[Texte fourni]
Elle a également parlé du « Gode constitutionnel » au lieu du « Code constitutionnel ». Ces lapsus, devenus légendaires, ne l’ont pas empêchée de poursuivre une brillante carrière politique.

Ségolène Royal, candidate socialiste à l’élection présidentielle de 2007 et plusieurs fois ministre.

En 2012, elle a lu « Le projet socialiste est extrêmement « vague » alors qu’elle devrait dire  » Le projet socialiste est extrêmement « vaste« ,  un lapsus révélateur qui n’a pourtant pas mis fin à sa carrière ni lui traiter d’incompétence.

Jean-Marie Le Pen, figure historique de la politique française, s’est prononcé en 1984 pour le « rétablissement de la « pine » de mort » au lieu de « peine de mort » lors de l’émission L’Heure de vérité. Un lapsus grossier qui n’a pas impacté sa longévité politique exceptionnelle.

Les exemples sont nombreux tant en Afrique qu’ailleurs.

Rappelons ce que Djiba Diakité a réellement accompli en tant que président du comité stratégique de Simandou :

– Coordination d’un projet de 20 milliards de dollars, l’un des plus grands projets miniers au monde

– Négociation avec des multinationales comme Rio Tinto, Chinalco, Baowu et le Winning Consortium Simandou

– Supervision de la constructiond’un chemin de fer de 650 kilomètres à double voie

– Développement d’infrastructures portuaires à Moribaya

– Création de plus de 20 000 emplois directs et indirects

– Mise en place d’une production visée de 120 millions de tonnes de minerai par an

Ces réalisations exigent des compétences en gestion de projet, négociation internationale, ingénierie, finance, diplomatie et vision stratégique. La capacité à prononcer parfaitement un mot français n’est pas un prérequis pour exceller dans ces domaines.

Djiba Diakité, comme la plupart des Guinéens, est probablement plurilingue.

[Enregistrements affichés]
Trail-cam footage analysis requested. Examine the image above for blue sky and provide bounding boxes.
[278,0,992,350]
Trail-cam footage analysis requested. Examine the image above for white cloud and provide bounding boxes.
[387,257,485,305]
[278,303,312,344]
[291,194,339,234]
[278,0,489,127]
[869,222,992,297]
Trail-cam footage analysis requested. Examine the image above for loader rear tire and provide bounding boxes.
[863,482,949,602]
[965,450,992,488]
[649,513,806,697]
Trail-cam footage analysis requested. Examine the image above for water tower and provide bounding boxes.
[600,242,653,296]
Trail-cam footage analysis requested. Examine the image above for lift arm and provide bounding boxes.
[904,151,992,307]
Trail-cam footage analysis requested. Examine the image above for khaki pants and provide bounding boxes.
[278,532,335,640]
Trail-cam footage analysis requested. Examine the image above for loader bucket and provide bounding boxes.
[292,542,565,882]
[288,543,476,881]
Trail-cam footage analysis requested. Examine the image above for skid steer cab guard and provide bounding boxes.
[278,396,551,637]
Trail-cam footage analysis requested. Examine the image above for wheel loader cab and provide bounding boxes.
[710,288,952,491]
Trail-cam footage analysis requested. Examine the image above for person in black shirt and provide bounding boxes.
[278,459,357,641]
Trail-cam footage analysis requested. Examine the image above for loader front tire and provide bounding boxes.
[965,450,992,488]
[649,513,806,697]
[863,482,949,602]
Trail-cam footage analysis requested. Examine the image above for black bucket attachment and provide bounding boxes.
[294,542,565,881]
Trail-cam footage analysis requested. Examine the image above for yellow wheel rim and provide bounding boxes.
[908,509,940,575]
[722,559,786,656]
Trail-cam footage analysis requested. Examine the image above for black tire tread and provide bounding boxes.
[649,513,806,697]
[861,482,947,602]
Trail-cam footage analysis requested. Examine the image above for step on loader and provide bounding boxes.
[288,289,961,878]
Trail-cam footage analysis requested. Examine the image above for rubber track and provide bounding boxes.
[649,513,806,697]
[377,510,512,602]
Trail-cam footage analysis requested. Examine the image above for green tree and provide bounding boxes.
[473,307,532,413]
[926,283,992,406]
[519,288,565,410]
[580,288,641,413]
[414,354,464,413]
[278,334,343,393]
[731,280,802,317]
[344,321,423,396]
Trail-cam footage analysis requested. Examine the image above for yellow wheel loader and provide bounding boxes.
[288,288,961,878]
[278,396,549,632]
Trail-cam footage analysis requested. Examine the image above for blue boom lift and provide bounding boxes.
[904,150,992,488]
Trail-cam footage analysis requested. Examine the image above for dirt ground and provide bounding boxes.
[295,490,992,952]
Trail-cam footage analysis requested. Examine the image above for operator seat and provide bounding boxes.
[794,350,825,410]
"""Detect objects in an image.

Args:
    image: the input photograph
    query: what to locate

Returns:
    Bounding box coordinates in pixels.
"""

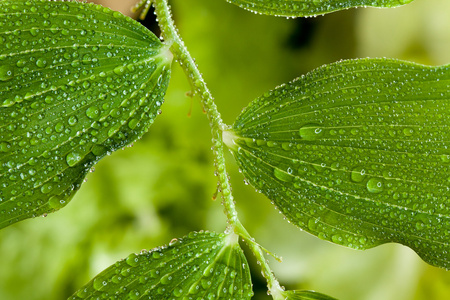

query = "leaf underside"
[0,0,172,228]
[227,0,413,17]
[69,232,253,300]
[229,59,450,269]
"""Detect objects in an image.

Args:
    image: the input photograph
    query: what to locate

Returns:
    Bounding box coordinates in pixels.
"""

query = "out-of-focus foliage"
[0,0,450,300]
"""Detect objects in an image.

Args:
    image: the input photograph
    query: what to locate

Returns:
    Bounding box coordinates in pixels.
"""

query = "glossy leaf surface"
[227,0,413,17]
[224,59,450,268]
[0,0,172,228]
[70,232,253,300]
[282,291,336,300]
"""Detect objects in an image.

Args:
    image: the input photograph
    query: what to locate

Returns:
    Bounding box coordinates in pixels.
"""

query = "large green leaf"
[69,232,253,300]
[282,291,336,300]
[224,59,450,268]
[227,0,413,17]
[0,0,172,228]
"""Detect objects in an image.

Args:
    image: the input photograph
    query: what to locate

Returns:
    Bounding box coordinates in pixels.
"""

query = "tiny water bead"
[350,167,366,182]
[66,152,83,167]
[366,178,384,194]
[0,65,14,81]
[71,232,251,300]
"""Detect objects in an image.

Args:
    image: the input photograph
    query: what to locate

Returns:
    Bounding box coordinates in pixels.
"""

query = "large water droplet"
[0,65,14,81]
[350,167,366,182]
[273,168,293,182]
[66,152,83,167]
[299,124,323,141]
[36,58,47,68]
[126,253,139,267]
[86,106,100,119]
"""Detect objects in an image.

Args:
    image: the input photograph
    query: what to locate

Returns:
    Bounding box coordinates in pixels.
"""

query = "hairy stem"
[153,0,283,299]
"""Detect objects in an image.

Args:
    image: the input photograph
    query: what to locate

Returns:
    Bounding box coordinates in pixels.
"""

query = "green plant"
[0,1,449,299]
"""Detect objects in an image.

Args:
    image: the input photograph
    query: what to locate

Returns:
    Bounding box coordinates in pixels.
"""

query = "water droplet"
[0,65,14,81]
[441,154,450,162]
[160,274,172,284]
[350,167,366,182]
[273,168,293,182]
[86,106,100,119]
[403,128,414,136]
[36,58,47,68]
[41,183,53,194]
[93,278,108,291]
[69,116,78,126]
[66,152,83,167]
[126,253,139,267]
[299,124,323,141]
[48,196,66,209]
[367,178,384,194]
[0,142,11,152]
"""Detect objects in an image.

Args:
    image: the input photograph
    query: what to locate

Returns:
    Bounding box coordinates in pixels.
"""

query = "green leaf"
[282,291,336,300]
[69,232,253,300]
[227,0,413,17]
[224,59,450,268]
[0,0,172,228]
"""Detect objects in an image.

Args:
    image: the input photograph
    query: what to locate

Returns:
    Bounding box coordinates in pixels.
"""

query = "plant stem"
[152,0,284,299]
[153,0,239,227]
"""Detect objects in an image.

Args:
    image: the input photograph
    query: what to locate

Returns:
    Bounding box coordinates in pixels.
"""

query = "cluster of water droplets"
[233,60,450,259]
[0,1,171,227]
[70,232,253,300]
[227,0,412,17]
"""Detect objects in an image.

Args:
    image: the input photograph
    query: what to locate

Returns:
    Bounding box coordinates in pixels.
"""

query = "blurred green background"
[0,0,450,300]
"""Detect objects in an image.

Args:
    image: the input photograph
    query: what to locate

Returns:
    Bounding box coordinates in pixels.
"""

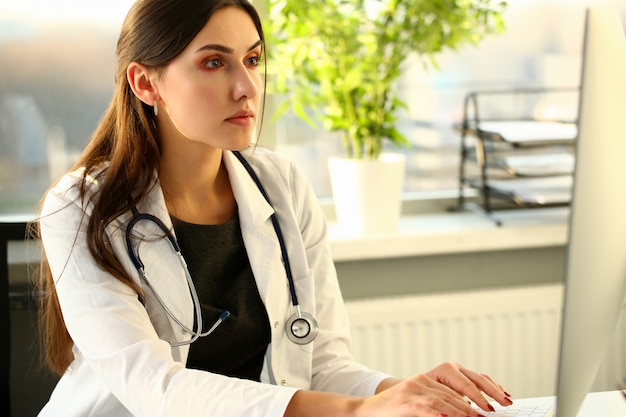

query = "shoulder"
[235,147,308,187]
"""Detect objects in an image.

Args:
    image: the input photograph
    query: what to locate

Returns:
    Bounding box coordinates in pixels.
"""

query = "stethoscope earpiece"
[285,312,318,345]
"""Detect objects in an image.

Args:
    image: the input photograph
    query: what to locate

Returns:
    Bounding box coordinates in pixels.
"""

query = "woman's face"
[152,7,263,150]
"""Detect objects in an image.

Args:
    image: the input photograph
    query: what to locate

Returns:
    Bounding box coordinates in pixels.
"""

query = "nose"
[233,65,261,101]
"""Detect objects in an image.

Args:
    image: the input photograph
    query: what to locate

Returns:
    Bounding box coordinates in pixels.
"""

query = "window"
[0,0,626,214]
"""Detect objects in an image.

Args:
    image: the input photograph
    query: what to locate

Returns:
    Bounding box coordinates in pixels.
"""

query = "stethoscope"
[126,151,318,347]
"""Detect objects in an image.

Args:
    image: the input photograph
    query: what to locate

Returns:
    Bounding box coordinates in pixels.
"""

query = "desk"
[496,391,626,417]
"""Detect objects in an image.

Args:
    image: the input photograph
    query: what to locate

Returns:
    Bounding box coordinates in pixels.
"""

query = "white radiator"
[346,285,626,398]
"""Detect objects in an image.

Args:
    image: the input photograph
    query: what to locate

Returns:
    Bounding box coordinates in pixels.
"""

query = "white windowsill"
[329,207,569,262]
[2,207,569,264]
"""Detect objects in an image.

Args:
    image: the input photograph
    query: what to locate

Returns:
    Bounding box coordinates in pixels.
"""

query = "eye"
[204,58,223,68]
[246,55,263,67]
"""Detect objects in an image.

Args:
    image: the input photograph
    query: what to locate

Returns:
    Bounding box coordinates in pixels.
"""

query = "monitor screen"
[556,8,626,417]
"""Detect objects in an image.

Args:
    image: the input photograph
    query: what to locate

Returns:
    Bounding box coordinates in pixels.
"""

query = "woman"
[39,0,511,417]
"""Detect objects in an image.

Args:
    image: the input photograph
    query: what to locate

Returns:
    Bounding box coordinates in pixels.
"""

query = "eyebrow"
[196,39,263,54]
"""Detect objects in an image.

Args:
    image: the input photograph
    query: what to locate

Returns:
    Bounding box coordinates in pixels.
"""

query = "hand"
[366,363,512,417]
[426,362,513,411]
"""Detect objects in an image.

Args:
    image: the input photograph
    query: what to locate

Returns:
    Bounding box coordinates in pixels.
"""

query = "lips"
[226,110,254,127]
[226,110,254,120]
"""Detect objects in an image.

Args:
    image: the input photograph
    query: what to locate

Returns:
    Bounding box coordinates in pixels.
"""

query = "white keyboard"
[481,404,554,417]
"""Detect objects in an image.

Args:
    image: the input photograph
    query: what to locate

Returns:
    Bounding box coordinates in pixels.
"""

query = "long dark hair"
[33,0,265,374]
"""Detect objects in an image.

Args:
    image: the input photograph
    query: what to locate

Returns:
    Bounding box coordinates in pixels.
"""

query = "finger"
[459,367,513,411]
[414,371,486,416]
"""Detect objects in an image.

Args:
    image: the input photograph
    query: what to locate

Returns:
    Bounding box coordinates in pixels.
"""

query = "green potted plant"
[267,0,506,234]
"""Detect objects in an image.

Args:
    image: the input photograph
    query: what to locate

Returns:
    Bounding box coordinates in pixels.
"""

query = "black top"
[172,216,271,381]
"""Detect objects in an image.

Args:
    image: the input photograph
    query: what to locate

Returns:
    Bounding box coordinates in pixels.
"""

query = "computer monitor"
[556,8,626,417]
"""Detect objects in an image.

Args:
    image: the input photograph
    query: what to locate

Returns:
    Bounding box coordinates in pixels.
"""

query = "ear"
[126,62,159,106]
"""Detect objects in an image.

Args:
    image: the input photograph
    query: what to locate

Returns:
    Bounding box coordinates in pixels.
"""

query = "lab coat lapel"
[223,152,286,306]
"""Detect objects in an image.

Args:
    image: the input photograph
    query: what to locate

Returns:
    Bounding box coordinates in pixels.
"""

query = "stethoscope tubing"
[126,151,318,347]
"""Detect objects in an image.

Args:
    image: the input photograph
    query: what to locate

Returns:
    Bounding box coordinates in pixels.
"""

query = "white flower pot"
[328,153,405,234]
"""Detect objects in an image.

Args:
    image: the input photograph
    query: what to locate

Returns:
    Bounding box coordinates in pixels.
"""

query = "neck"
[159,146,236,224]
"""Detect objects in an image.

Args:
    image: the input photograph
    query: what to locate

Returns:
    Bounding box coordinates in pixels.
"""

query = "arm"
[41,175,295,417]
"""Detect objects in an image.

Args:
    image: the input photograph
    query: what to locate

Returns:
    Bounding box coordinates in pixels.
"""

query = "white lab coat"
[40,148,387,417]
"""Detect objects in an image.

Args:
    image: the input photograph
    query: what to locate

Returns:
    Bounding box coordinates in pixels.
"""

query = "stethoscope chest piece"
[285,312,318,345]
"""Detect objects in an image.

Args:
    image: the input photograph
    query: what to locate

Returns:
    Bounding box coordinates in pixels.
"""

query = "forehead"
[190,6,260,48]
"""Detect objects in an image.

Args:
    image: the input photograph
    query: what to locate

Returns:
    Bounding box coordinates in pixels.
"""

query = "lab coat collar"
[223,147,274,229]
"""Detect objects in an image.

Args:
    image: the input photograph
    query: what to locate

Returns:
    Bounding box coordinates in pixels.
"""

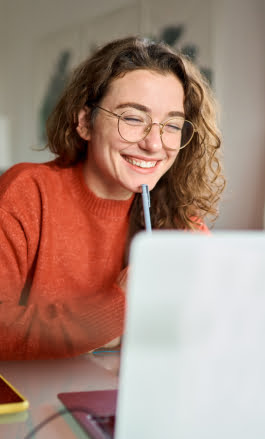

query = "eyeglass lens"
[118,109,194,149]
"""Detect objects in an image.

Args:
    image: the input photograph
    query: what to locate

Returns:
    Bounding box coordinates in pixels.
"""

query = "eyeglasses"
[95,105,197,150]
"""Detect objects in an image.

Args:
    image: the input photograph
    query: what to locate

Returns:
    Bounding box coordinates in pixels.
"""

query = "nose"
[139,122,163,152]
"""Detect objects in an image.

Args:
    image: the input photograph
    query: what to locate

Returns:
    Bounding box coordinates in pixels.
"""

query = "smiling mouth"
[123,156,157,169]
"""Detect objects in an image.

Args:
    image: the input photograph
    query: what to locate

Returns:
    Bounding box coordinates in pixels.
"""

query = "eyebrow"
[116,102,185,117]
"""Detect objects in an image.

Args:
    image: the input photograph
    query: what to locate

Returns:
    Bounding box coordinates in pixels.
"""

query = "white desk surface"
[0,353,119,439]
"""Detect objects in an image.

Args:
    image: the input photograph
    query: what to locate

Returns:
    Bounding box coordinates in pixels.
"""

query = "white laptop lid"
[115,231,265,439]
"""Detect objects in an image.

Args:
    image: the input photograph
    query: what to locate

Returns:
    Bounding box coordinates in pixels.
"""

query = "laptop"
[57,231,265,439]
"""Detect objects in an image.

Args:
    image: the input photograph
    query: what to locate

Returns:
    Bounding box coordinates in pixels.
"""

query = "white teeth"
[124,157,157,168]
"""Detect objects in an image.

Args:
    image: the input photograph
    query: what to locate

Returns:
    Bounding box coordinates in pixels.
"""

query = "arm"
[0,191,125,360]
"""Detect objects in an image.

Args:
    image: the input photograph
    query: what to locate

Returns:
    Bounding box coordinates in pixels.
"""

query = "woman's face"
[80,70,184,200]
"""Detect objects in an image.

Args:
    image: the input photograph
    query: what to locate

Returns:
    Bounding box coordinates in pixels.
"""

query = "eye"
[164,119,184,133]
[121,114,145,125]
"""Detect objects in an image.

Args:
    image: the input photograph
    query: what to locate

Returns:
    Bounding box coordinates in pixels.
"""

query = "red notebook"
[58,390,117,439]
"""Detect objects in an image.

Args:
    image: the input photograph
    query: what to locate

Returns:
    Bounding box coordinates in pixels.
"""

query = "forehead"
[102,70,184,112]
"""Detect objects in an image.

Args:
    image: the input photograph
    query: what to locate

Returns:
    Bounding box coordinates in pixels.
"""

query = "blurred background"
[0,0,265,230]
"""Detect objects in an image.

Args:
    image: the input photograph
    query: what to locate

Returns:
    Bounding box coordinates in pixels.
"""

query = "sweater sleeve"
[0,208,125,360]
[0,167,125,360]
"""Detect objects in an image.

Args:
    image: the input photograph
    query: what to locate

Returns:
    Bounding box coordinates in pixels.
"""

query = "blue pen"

[Votre objectif]
Recopiez le texte entre « Elle a également » et « en Afrique qu’ailleurs. » inclus, en rebaptisant « Ségolène Royal » en « Mme Royal ». Servez-vous uniquement du texte.

[Réponse rédigée]
Elle a également parlé du « Gode constitutionnel » au lieu du « Code constitutionnel ». Ces lapsus, devenus légendaires, ne l’ont pas empêchée de poursuivre une brillante carrière politique.

Mme Royal, candidate socialiste à l’élection présidentielle de 2007 et plusieurs fois ministre.

En 2012, elle a lu « Le projet socialiste est extrêmement « vague » alors qu’elle devrait dire  » Le projet socialiste est extrêmement « vaste« ,  un lapsus révélateur qui n’a pourtant pas mis fin à sa carrière ni lui traiter d’incompétence.

Jean-Marie Le Pen, figure historique de la politique française, s’est prononcé en 1984 pour le « rétablissement de la « pine » de mort » au lieu de « peine de mort » lors de l’émission L’Heure de vérité. Un lapsus grossier qui n’a pas impacté sa longévité politique exceptionnelle.

Les exemples sont nombreux tant en Afrique qu’ailleurs.